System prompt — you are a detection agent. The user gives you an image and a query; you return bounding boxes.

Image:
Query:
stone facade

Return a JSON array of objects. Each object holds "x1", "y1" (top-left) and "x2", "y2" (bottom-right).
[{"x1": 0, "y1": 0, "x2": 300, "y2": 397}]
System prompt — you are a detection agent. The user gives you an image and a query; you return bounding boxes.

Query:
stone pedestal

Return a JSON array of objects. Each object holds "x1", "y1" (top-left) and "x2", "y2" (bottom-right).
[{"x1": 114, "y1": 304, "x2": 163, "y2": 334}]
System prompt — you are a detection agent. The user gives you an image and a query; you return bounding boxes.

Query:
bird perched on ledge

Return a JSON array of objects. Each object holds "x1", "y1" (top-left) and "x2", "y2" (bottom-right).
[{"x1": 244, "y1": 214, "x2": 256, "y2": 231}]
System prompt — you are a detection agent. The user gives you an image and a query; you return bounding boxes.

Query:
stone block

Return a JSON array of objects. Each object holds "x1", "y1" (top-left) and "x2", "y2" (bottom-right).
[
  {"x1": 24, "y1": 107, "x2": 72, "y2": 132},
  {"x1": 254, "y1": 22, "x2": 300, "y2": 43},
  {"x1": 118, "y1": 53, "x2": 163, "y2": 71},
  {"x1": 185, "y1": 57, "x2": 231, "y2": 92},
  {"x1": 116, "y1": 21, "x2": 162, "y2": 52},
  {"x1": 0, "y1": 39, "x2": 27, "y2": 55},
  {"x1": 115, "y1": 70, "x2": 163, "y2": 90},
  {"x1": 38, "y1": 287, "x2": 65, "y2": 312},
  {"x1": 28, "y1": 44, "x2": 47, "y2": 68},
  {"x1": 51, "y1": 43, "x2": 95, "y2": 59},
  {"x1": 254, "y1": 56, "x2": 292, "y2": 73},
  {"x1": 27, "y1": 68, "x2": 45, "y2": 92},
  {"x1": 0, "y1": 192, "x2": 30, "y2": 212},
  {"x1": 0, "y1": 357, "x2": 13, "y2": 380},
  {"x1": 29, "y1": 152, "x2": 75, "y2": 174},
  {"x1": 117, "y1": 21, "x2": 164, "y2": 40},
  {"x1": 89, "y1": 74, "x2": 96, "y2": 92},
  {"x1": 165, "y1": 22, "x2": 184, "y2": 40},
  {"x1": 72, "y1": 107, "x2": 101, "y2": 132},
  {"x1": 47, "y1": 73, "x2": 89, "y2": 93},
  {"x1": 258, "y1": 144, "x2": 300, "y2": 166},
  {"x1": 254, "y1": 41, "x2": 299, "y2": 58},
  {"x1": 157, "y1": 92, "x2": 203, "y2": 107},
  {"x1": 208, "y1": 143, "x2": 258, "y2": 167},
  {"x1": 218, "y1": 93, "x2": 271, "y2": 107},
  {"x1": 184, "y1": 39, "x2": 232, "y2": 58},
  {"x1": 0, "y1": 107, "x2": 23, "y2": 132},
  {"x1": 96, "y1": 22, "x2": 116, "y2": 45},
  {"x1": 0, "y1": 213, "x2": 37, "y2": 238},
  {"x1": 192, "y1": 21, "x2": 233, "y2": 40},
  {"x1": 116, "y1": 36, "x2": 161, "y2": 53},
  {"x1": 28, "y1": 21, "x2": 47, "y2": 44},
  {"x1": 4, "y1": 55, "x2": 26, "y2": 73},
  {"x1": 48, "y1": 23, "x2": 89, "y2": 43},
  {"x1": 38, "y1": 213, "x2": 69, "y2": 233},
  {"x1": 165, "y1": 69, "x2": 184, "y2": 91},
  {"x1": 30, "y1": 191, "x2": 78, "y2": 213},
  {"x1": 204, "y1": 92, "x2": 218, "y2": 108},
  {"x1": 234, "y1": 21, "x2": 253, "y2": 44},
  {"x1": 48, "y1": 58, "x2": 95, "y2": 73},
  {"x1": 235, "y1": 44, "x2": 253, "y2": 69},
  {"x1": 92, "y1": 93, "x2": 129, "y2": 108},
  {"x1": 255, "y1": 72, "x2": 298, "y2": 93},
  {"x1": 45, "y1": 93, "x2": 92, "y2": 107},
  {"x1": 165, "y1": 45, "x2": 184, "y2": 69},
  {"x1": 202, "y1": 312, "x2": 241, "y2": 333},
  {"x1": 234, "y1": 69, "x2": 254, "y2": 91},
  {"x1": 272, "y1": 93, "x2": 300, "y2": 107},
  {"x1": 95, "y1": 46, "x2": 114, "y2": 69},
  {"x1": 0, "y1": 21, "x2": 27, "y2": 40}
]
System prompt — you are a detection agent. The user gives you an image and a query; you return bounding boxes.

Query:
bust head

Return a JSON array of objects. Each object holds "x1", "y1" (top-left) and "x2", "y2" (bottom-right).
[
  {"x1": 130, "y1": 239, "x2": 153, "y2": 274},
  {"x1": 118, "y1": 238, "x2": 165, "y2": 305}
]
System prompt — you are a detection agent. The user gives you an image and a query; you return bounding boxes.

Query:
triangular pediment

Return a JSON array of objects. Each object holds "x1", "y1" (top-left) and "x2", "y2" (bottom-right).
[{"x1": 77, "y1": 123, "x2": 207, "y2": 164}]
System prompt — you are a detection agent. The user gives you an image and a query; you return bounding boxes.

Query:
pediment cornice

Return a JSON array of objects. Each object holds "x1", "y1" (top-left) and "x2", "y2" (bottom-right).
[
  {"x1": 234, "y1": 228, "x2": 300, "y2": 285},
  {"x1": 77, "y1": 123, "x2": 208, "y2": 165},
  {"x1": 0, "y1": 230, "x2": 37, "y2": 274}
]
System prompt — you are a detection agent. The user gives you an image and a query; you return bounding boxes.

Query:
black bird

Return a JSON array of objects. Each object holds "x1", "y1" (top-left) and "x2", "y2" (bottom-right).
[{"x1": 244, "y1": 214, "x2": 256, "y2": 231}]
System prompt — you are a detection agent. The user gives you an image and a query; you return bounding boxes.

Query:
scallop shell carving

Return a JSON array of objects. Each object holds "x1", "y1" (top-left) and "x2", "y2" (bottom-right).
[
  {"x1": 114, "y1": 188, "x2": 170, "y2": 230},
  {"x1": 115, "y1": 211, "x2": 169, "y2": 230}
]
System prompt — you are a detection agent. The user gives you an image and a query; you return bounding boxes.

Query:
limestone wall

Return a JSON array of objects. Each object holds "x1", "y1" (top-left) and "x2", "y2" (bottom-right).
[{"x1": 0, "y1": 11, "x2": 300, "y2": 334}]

* * *

§ WHAT THE EXERCISE ASKS: Would you restate the records word for word?

§ RESPONSE TO THE TASK:
System prompt — you are a detection agent. The user gives you an image and a query; you return bounding boxes.

Image:
Query:
stone facade

Return a JSON array of objects. Each object holds "x1", "y1" (top-left) and "x2", "y2" (bottom-right).
[{"x1": 0, "y1": 0, "x2": 300, "y2": 397}]
System prompt — you are a detection agent. The user gives you an image and a query; you return bounding boxes.

Query:
stone pedestal

Return a JSON array of objects. Each object holds "x1", "y1" (top-left) and "x2", "y2" (bottom-right).
[{"x1": 114, "y1": 304, "x2": 163, "y2": 334}]
System prompt — you are a detection agent. The user gives you an image and a query; you return bounding boxes.

Query:
bird perched on ledge

Return a JSON array of objects. Each object holds "x1", "y1" (top-left) and "x2", "y2" (bottom-right).
[{"x1": 244, "y1": 214, "x2": 256, "y2": 231}]
System prompt — you are a detection agent. The user gives you an image and a query; you return bounding boxes.

Query:
stone block

Return a JSON array of objects. Each object holds "x1", "y1" (top-left) and "x2", "y2" (bottom-right).
[
  {"x1": 24, "y1": 107, "x2": 72, "y2": 132},
  {"x1": 254, "y1": 22, "x2": 300, "y2": 43},
  {"x1": 118, "y1": 53, "x2": 163, "y2": 71},
  {"x1": 185, "y1": 57, "x2": 231, "y2": 92},
  {"x1": 116, "y1": 21, "x2": 162, "y2": 52},
  {"x1": 0, "y1": 39, "x2": 27, "y2": 55},
  {"x1": 115, "y1": 70, "x2": 163, "y2": 90},
  {"x1": 38, "y1": 287, "x2": 65, "y2": 312},
  {"x1": 28, "y1": 44, "x2": 47, "y2": 68},
  {"x1": 51, "y1": 43, "x2": 95, "y2": 59},
  {"x1": 254, "y1": 56, "x2": 292, "y2": 73},
  {"x1": 27, "y1": 68, "x2": 45, "y2": 92},
  {"x1": 0, "y1": 192, "x2": 30, "y2": 212},
  {"x1": 0, "y1": 357, "x2": 13, "y2": 380},
  {"x1": 29, "y1": 152, "x2": 75, "y2": 174},
  {"x1": 117, "y1": 21, "x2": 164, "y2": 40},
  {"x1": 89, "y1": 74, "x2": 96, "y2": 92},
  {"x1": 165, "y1": 22, "x2": 184, "y2": 40},
  {"x1": 72, "y1": 107, "x2": 101, "y2": 132},
  {"x1": 47, "y1": 73, "x2": 89, "y2": 93},
  {"x1": 258, "y1": 144, "x2": 300, "y2": 166},
  {"x1": 254, "y1": 41, "x2": 299, "y2": 58},
  {"x1": 157, "y1": 92, "x2": 203, "y2": 107},
  {"x1": 208, "y1": 143, "x2": 258, "y2": 167},
  {"x1": 218, "y1": 93, "x2": 271, "y2": 107},
  {"x1": 184, "y1": 39, "x2": 232, "y2": 58},
  {"x1": 0, "y1": 107, "x2": 23, "y2": 132},
  {"x1": 96, "y1": 22, "x2": 116, "y2": 45},
  {"x1": 0, "y1": 213, "x2": 37, "y2": 238},
  {"x1": 192, "y1": 21, "x2": 233, "y2": 40},
  {"x1": 116, "y1": 36, "x2": 161, "y2": 53},
  {"x1": 28, "y1": 21, "x2": 47, "y2": 44},
  {"x1": 4, "y1": 55, "x2": 26, "y2": 73},
  {"x1": 48, "y1": 23, "x2": 89, "y2": 43},
  {"x1": 38, "y1": 213, "x2": 69, "y2": 233},
  {"x1": 165, "y1": 69, "x2": 184, "y2": 91},
  {"x1": 30, "y1": 191, "x2": 78, "y2": 213},
  {"x1": 204, "y1": 92, "x2": 218, "y2": 108},
  {"x1": 234, "y1": 21, "x2": 253, "y2": 44},
  {"x1": 48, "y1": 58, "x2": 95, "y2": 73},
  {"x1": 235, "y1": 44, "x2": 253, "y2": 69},
  {"x1": 92, "y1": 93, "x2": 129, "y2": 108},
  {"x1": 255, "y1": 72, "x2": 298, "y2": 93},
  {"x1": 45, "y1": 93, "x2": 92, "y2": 107},
  {"x1": 165, "y1": 45, "x2": 184, "y2": 69},
  {"x1": 202, "y1": 312, "x2": 241, "y2": 333},
  {"x1": 234, "y1": 69, "x2": 254, "y2": 91},
  {"x1": 272, "y1": 93, "x2": 300, "y2": 107},
  {"x1": 95, "y1": 46, "x2": 114, "y2": 69},
  {"x1": 0, "y1": 21, "x2": 27, "y2": 40}
]
System prompt — you are a detection agent. The user gives you an image and a query; you return bounding boxes.

Query:
bust head

Return a JSON array of objects. Each object holds "x1", "y1" (top-left) and "x2", "y2" (bottom-right).
[
  {"x1": 130, "y1": 239, "x2": 153, "y2": 274},
  {"x1": 118, "y1": 238, "x2": 165, "y2": 305}
]
System prompt — you are a detection agent. The user gives you an image and a query; you return bounding boxes.

Query:
triangular pediment

Return a JSON array of objects. Each object holds "x1", "y1" (top-left) and "x2", "y2" (bottom-right).
[{"x1": 77, "y1": 123, "x2": 207, "y2": 164}]
System prompt — you are a detection agent. The user gives you an image and a query; you return bounding boxes.

Query:
pediment cornice

Return a JSON array of objects. Each object holds "x1", "y1" (top-left) and "x2", "y2" (bottom-right).
[
  {"x1": 234, "y1": 228, "x2": 300, "y2": 285},
  {"x1": 77, "y1": 123, "x2": 208, "y2": 165},
  {"x1": 0, "y1": 230, "x2": 37, "y2": 274}
]
System prompt — you are a detection agent. The user gives you an image and a query; you return bounding boxes.

Query:
black bird

Return a JSON array of objects. Each object holds "x1", "y1" (top-left) and "x2", "y2" (bottom-right).
[{"x1": 244, "y1": 214, "x2": 256, "y2": 231}]
System prompt — you are a detection agent. The user gives you an image and a query; you return bounding boxes.

Query:
scallop shell carving

Return a JSON array of objects. Each object holds "x1", "y1" (top-left) and "x2", "y2" (bottom-right).
[
  {"x1": 114, "y1": 188, "x2": 170, "y2": 230},
  {"x1": 115, "y1": 211, "x2": 169, "y2": 230}
]
System prompt — you are a detection agent. The user gives you an image and a query; you return bounding boxes.

Query:
limestone wall

Return a JSON array of objects. Each object holds "x1", "y1" (top-left) and "x2", "y2" (bottom-right).
[{"x1": 0, "y1": 11, "x2": 300, "y2": 334}]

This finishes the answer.